### What this task involves
Could you rewrite only the lines of the material from the one containing "We need you to process this image and detect any silver" through the one containing "[65,85,200,167]", inclusive, replacing "silver" with "gray" and leaving everything else unchanged?

### Data listing

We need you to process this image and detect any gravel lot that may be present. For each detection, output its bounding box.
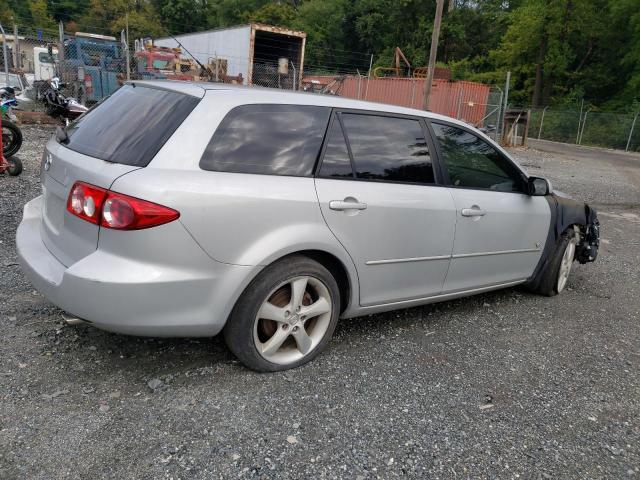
[0,127,640,479]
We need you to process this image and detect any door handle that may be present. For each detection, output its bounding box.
[329,199,367,210]
[460,205,487,217]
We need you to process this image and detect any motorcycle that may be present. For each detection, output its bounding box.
[0,87,22,158]
[42,77,89,126]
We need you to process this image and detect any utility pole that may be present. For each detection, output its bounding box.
[124,12,131,81]
[13,23,22,68]
[0,23,10,87]
[424,0,444,110]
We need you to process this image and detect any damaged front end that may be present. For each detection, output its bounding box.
[575,205,600,264]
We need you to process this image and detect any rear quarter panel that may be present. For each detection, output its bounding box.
[111,91,359,305]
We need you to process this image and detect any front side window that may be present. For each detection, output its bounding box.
[200,104,331,177]
[341,113,435,184]
[432,123,525,192]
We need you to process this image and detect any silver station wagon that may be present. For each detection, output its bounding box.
[17,82,599,371]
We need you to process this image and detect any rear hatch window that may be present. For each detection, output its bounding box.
[65,85,200,167]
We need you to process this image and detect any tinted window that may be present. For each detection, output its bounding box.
[432,123,524,192]
[200,105,330,176]
[66,85,199,167]
[320,118,353,178]
[342,113,434,183]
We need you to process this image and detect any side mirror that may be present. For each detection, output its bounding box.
[527,177,553,197]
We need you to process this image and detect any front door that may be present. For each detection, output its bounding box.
[316,112,455,305]
[431,122,551,292]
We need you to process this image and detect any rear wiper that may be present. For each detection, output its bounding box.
[56,126,69,143]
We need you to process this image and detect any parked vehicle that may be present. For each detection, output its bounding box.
[0,87,22,158]
[42,77,89,125]
[17,81,599,371]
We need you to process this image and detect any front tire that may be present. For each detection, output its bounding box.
[7,157,22,177]
[535,227,578,297]
[2,119,22,158]
[223,255,340,372]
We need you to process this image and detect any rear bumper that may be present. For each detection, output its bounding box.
[16,193,257,337]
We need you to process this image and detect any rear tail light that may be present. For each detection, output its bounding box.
[67,182,180,230]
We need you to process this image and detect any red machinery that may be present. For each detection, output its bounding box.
[0,118,22,177]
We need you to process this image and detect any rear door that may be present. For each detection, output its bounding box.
[41,85,198,266]
[315,111,455,305]
[431,122,550,292]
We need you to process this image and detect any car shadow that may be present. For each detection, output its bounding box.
[22,289,535,378]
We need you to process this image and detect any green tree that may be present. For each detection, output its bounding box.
[28,0,58,30]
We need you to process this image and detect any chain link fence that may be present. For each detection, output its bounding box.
[529,108,640,152]
[5,26,640,152]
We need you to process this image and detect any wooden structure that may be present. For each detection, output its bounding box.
[501,109,531,147]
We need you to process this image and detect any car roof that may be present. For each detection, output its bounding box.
[129,80,470,124]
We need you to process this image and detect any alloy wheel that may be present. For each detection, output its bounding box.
[253,276,332,365]
[557,236,578,293]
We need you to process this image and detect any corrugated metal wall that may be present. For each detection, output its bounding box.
[305,76,490,126]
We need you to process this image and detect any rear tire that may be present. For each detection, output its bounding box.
[223,255,340,372]
[534,227,578,297]
[7,157,22,177]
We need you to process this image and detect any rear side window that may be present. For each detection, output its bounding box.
[200,104,331,177]
[341,113,435,184]
[318,117,353,178]
[66,85,200,167]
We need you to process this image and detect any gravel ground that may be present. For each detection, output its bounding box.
[0,127,640,479]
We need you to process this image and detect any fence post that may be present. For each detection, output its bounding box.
[58,20,64,71]
[411,79,416,108]
[624,112,640,152]
[290,60,298,90]
[13,23,22,69]
[538,105,549,140]
[498,70,511,141]
[576,98,584,144]
[364,53,373,100]
[493,90,504,142]
[578,110,590,145]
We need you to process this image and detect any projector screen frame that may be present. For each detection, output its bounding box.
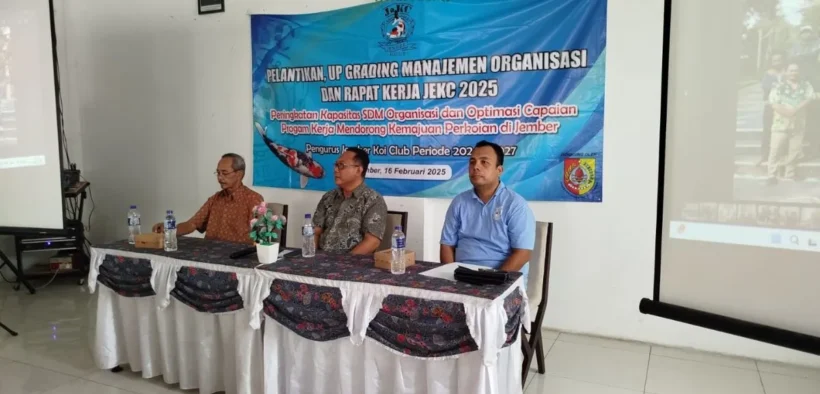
[0,0,67,235]
[638,0,820,355]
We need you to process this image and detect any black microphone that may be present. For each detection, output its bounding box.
[230,246,256,260]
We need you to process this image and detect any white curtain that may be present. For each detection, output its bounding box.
[92,286,264,394]
[264,316,523,394]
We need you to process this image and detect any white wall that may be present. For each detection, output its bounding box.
[60,0,820,365]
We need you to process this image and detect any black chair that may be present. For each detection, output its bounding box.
[379,211,407,250]
[521,222,552,387]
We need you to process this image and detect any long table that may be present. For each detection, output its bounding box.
[88,237,529,394]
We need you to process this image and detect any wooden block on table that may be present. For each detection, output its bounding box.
[373,249,416,271]
[134,233,165,249]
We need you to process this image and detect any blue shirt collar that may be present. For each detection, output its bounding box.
[472,182,507,204]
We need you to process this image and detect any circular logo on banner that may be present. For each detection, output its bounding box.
[564,157,595,196]
[379,3,416,54]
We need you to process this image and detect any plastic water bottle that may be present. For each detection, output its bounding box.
[165,209,177,252]
[128,205,141,245]
[302,213,316,257]
[390,226,406,274]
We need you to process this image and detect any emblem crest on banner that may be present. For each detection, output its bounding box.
[379,3,416,54]
[564,157,595,196]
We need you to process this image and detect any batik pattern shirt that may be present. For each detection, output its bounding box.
[313,184,387,252]
[189,185,263,244]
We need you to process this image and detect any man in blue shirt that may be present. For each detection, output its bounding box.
[440,141,535,286]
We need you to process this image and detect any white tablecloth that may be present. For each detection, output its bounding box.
[264,317,524,394]
[88,248,530,394]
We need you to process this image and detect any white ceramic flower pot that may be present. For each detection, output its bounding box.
[256,242,279,264]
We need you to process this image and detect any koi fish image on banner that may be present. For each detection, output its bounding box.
[254,122,325,189]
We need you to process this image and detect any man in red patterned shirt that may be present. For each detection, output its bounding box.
[154,153,263,244]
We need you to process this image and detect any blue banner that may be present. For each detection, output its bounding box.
[251,0,606,202]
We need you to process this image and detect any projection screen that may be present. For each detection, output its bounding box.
[641,0,820,351]
[0,0,64,232]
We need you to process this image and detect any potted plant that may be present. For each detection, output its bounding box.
[250,201,287,264]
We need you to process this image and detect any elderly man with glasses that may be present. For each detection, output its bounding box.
[313,148,387,254]
[154,153,263,244]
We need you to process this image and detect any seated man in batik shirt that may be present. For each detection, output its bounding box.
[313,148,387,254]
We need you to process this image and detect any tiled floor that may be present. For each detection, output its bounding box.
[0,280,820,394]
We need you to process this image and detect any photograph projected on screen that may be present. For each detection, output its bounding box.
[667,0,820,252]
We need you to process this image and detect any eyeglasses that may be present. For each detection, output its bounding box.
[214,170,236,177]
[333,163,361,171]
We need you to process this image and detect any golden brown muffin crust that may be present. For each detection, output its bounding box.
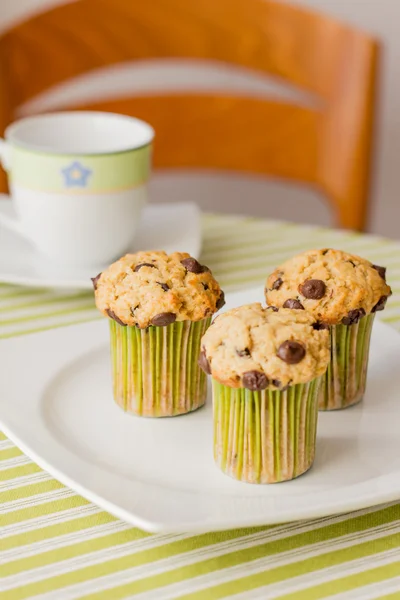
[92,251,224,329]
[265,248,391,325]
[199,303,330,390]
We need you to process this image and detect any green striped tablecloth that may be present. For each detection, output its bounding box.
[0,216,400,600]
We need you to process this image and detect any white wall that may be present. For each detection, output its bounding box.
[0,0,400,238]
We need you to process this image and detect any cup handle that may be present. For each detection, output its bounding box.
[0,138,26,237]
[0,138,10,171]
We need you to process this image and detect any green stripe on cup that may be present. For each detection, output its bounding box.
[110,318,211,417]
[319,314,375,410]
[8,144,152,193]
[213,378,321,483]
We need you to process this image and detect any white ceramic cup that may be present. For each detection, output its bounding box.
[0,111,154,267]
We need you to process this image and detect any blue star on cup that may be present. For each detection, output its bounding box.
[61,161,92,187]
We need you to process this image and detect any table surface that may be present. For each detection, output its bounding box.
[0,215,400,600]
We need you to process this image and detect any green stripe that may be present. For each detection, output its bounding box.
[1,509,118,552]
[6,527,274,600]
[379,592,400,600]
[0,479,65,504]
[177,534,400,600]
[0,496,90,527]
[0,292,93,314]
[276,557,400,600]
[7,528,151,576]
[0,446,22,461]
[16,506,400,600]
[0,463,43,481]
[0,314,103,339]
[2,302,94,325]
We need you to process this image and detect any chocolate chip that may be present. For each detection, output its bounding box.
[271,277,283,290]
[133,263,157,273]
[157,281,169,292]
[371,296,387,312]
[151,313,176,327]
[283,298,304,310]
[106,308,126,327]
[197,348,211,375]
[277,340,306,365]
[372,265,386,281]
[215,291,225,310]
[236,348,251,357]
[299,279,326,300]
[130,304,140,317]
[242,371,269,392]
[181,256,205,273]
[91,273,101,291]
[313,321,329,331]
[342,308,365,325]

### Complete response
We need you to process this image and detect any gray station wagon that may be present. For each detection, output its bounding box.
[17,82,599,371]
We need you to process this image and detect any rear hatch window that may be present. For each detection, output its bounding box.
[65,85,200,167]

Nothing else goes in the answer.